_Directions:_ In the entries below, spot each line with the word "coordinates" and copy it.

[Saved entries]
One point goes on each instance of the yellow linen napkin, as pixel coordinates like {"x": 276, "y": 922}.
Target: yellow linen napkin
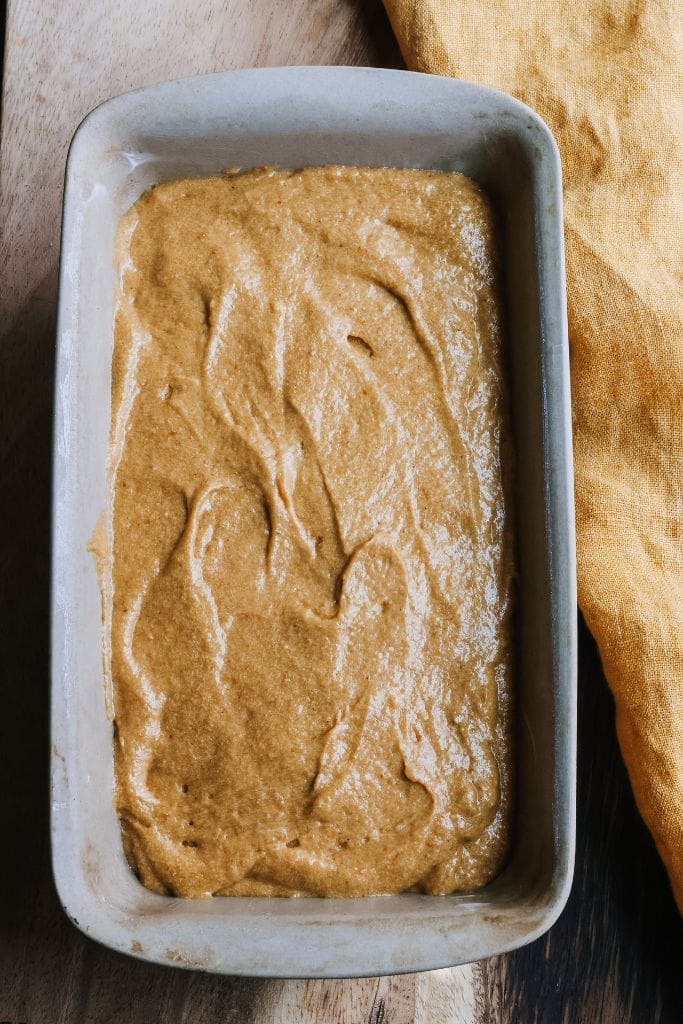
{"x": 606, "y": 77}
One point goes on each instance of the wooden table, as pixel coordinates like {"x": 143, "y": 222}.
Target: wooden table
{"x": 614, "y": 955}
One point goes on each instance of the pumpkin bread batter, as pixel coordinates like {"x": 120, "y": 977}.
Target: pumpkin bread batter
{"x": 310, "y": 557}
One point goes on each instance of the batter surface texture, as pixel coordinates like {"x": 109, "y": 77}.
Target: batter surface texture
{"x": 309, "y": 578}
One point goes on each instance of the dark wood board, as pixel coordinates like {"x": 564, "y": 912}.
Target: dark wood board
{"x": 616, "y": 952}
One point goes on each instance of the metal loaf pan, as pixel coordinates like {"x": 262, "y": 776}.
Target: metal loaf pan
{"x": 294, "y": 117}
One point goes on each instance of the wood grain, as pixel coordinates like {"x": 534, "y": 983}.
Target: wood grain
{"x": 615, "y": 953}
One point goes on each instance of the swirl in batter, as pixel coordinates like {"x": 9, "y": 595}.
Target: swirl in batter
{"x": 310, "y": 545}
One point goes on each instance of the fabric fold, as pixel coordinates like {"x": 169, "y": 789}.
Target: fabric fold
{"x": 606, "y": 77}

_Output for this task:_
One point goes on each instance of the yellow linen napkin, as pixel coordinates like {"x": 276, "y": 922}.
One point goes on each instance of the wooden table, as pixel coordinates like {"x": 143, "y": 222}.
One point goes on each instance of the pumpkin bread batter, as pixel coordinates like {"x": 120, "y": 977}.
One point goes on each instance of the batter surface texture, as pixel coordinates like {"x": 109, "y": 77}.
One point goes on each instance of the dark wood board, as pixel coordinates like {"x": 564, "y": 912}.
One point goes on each instance of the metal loaf pan, as pixel coordinates like {"x": 262, "y": 776}.
One point goes on each instance of the wood grain, as pixel coordinates like {"x": 534, "y": 983}.
One point goes on each instance of the swirl in batter, as pixel coordinates like {"x": 9, "y": 595}.
One point goes on each instance of the fabric fold, as pixel coordinates like {"x": 169, "y": 789}.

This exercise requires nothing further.